BEGIN

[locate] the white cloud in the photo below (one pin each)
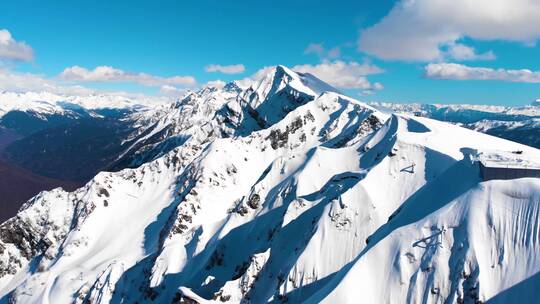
(23, 82)
(18, 82)
(427, 30)
(110, 74)
(11, 49)
(319, 50)
(216, 83)
(345, 75)
(456, 71)
(225, 69)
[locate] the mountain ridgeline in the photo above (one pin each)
(283, 191)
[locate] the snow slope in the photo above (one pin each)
(520, 124)
(322, 198)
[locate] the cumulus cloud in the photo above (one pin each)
(225, 69)
(11, 49)
(427, 30)
(456, 71)
(216, 83)
(24, 82)
(110, 74)
(344, 75)
(319, 50)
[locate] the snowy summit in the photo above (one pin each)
(285, 191)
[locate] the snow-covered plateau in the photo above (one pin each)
(284, 192)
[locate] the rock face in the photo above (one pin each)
(283, 193)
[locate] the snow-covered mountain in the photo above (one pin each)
(285, 191)
(520, 124)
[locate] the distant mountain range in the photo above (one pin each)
(281, 191)
(519, 124)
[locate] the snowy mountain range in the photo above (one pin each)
(520, 124)
(284, 191)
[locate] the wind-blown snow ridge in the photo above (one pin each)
(322, 198)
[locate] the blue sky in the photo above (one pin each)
(373, 50)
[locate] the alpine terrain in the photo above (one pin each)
(282, 191)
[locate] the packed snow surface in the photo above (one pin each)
(316, 198)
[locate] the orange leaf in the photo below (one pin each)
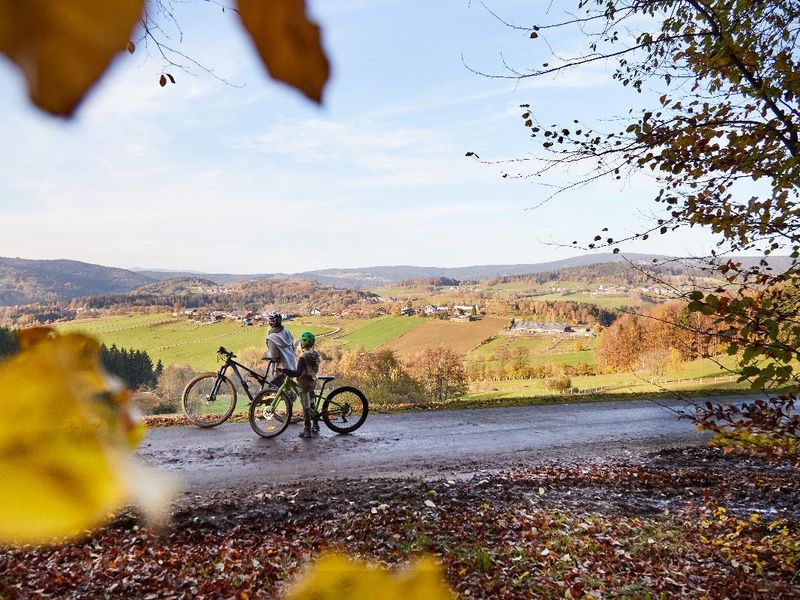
(288, 43)
(64, 47)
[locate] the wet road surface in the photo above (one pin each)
(422, 443)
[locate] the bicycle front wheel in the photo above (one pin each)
(209, 400)
(270, 414)
(345, 409)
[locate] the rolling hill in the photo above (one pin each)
(24, 281)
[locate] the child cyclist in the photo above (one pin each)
(306, 374)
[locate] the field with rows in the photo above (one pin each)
(561, 350)
(176, 340)
(697, 375)
(380, 331)
(460, 336)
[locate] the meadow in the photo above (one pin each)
(699, 375)
(177, 340)
(460, 336)
(380, 331)
(541, 350)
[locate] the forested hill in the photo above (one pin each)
(24, 281)
(375, 277)
(278, 293)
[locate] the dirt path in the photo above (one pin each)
(427, 443)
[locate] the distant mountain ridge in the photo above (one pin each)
(27, 281)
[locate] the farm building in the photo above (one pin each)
(540, 328)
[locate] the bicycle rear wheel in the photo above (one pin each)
(345, 409)
(208, 401)
(270, 414)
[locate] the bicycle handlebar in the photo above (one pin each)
(225, 352)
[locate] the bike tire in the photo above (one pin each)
(269, 415)
(201, 408)
(341, 403)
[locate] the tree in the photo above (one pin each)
(63, 52)
(381, 375)
(171, 383)
(441, 372)
(722, 138)
(134, 367)
(8, 342)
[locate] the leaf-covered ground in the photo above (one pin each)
(689, 523)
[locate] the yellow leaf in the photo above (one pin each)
(63, 47)
(288, 42)
(334, 577)
(64, 436)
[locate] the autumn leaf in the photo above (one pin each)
(64, 442)
(64, 47)
(334, 577)
(288, 43)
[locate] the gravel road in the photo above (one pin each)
(454, 442)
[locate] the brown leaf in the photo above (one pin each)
(64, 47)
(288, 42)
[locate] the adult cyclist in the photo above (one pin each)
(280, 347)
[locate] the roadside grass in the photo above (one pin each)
(380, 331)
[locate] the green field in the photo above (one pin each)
(175, 340)
(380, 331)
(696, 376)
(542, 349)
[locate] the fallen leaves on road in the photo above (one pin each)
(596, 531)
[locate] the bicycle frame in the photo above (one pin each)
(229, 362)
(290, 385)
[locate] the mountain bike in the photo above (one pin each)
(343, 410)
(210, 398)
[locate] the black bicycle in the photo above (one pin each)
(210, 398)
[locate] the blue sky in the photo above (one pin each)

END

BRIEF |
Please write out the lines of the material as a numbered list, from the line holding "[locate] the bicycle frame" through the end of the material, both ends included, with blank lines left out.

WRITTEN SOLUTION |
1. [locate] the bicycle frame in the photo above (one pin each)
2. (229, 362)
3. (290, 385)
4. [locate] the mountain bike in the photo above (one pin each)
5. (343, 410)
6. (210, 398)
7. [locate] the black bicycle in the photo above (one pin each)
8. (210, 398)
9. [locate] the blue sky in the photo above (one pin each)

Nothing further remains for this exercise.